** What the task requires **
Reproduce the entries exactly.

Saved entries:

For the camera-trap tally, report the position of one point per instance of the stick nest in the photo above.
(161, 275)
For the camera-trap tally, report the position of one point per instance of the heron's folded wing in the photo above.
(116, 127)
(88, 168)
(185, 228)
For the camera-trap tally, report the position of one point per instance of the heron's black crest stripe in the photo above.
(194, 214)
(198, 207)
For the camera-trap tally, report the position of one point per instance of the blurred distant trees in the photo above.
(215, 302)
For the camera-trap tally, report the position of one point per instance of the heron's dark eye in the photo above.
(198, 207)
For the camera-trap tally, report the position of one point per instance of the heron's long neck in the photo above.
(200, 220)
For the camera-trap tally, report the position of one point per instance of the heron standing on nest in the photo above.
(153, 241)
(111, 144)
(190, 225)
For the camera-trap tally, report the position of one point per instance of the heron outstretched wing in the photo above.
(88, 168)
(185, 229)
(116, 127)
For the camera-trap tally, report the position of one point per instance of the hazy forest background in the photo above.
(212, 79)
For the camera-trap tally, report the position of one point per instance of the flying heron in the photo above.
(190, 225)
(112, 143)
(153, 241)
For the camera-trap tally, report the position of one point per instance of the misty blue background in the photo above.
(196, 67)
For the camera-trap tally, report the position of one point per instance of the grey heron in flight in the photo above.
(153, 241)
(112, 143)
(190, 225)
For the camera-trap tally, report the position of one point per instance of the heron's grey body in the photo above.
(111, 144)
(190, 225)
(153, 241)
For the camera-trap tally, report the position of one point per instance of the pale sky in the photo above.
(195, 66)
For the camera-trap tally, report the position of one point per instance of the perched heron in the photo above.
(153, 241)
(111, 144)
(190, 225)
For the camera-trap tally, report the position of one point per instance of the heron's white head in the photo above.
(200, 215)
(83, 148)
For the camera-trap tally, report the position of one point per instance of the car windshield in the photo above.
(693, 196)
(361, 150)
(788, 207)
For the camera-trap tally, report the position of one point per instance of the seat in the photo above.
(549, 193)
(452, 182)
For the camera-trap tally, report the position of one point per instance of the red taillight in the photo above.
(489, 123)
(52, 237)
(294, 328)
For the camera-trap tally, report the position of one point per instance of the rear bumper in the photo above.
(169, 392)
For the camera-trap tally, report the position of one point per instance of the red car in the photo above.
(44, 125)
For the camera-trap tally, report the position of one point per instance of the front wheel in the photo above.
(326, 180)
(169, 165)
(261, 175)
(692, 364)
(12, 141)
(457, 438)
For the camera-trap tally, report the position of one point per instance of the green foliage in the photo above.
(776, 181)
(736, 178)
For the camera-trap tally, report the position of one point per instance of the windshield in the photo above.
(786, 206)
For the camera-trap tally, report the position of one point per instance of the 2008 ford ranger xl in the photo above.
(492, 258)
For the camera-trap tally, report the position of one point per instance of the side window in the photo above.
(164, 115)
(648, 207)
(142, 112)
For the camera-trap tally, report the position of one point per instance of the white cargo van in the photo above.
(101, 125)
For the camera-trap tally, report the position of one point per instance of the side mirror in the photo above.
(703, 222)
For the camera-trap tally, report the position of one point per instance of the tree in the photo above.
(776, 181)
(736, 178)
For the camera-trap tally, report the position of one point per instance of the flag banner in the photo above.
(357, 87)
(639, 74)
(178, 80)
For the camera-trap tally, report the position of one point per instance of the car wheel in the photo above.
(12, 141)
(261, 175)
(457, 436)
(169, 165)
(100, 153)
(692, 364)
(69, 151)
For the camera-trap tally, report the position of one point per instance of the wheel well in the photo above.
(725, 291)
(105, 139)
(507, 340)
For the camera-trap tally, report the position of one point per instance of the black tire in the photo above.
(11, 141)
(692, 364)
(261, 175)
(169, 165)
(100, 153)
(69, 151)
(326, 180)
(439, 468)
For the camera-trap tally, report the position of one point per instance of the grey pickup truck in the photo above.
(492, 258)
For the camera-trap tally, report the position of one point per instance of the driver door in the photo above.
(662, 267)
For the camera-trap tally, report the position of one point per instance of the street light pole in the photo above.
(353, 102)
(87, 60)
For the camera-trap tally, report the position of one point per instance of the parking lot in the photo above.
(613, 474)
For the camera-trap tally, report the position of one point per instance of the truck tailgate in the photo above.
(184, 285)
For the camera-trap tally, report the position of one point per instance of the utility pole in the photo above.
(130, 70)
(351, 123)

** Result of the exercise **
For the camera-trap tally, report the position of one point per instance of the stick nest in the photo above.
(161, 275)
For the camera-trap tally, report the position of one point per instance of the heron's folded wing in the photo above.
(116, 127)
(88, 168)
(185, 228)
For the camera-trap tally, report the position of one point per instance of the heron's black crest stripe in the photo above.
(194, 214)
(198, 207)
For the camera-trap tally, report the position of one point per instance of the blurred distant trees in the photo above.
(215, 302)
For the camera-trap tally, report the position of one point per instance of the heron's dark eye in the photo above.
(198, 207)
For the camera-trap tally, report the position of one point per instance of the heron's long neck in the photo above.
(200, 220)
For the camera-trap tally, report the position of one point per instance of the heron standing on nest in the photo above.
(153, 241)
(111, 144)
(190, 225)
For the camera-trap tally, report the position of one point per instance of the heron outstretched wing in the photo above.
(88, 168)
(185, 229)
(116, 127)
For the camera-trap tally, report the position of one point per instance of the hazy forest background in the photo above.
(212, 79)
For the camera-trap tally, report the position of one point per instance of the flying heron in the photo above.
(190, 225)
(112, 143)
(153, 241)
For the camera-trap tally, report the position of one point per instance of the misty blue background in the photo above.
(196, 67)
For the camera-trap tally, report the position of one point per instance of the grey heron in flight in the photo above.
(153, 241)
(112, 143)
(190, 225)
For the camera-trap tally, report the position of one point per instance of the heron's grey body in the photo above.
(111, 144)
(190, 225)
(153, 241)
For the camera-trap tally, report the position of one point per instance of the pale sky in the photo above.
(195, 66)
For the camera-trap tally, report the position of one point per instance of the perched heron in the photo above.
(153, 241)
(111, 144)
(190, 225)
For the camera-trap tally, report the position of one point per instance of the heron's white head in the photo above.
(200, 215)
(83, 148)
For the camera-trap tally, report the position of one point per instance of the car windshield in the photo above.
(693, 196)
(361, 150)
(788, 207)
For the camera-trap tally, report the position of one point per instance of the seat in the photo above.
(549, 193)
(452, 182)
For the camera-trap tally, report the position of one point per instance of the red taillight in the photo above.
(489, 123)
(52, 237)
(294, 328)
For the camera-trap tally, report the position of one point per instance of the rear bumper in the photo above.
(169, 392)
For the camera-trap tally, report the position of one point per instance of the red car in the photo above.
(44, 125)
For the camera-trap tally, report the position of one point per instance of the front wheel in the photo above.
(326, 180)
(169, 165)
(261, 175)
(692, 364)
(12, 141)
(457, 438)
For the camera-trap tally, report the position of one point per instance of the green foliage in the photo above.
(776, 181)
(736, 178)
For the camera-trap tally, report the position of one point per instance of the windshield in the photo above.
(786, 206)
For the camera-trap tally, report the position of one point per instance of the 2008 ford ranger xl in the photo above.
(492, 258)
For the camera-trap tally, report the position of one point per instance of the side window in the photo above.
(164, 115)
(648, 207)
(142, 112)
For the camera-trap tally, report the position of one point per instance of the white cargo van in the photo above.
(101, 125)
For the camera-trap tally, report the position of one point per instance of the side mirror in the photo above.
(703, 222)
For the camera-trap tally, report the position of one point per instance of the tree in the photo above.
(776, 181)
(736, 178)
For the camera-trap tally, report the position of one point per instance of the flag banner in the photo above.
(357, 87)
(639, 74)
(178, 80)
For the camera-trap tally, report the position of one point per instance of the car wheel in the photo above.
(12, 141)
(261, 175)
(457, 436)
(169, 165)
(100, 153)
(692, 364)
(69, 151)
For the camera-trap tally, report the position of one point per instance of the wheel well in the photo above.
(725, 291)
(105, 139)
(507, 340)
For the camera-trap tally, report the position of one point per instance of the black tire in the photo above.
(11, 141)
(692, 364)
(261, 175)
(169, 165)
(100, 153)
(69, 151)
(326, 180)
(439, 468)
For the camera-trap tally, report the position of one point per instance of the grey pickup truck in the photo above.
(492, 258)
For the camera-trap tally, report the position of one point per instance of the driver door in the photo above.
(662, 267)
For the camera-trap tally, report the position of one point per instance of the street light pole in the photo above.
(353, 102)
(87, 60)
For the camera-trap tally, report the position of one point per instance of the parking lot in the photo above.
(613, 474)
For the camera-trap tally, report the position of one point per instance of the truck tailgate in the photo above.
(184, 285)
For the camera-trap tally, report the position of one point per instance of the utility pole in the photo above.
(130, 70)
(351, 123)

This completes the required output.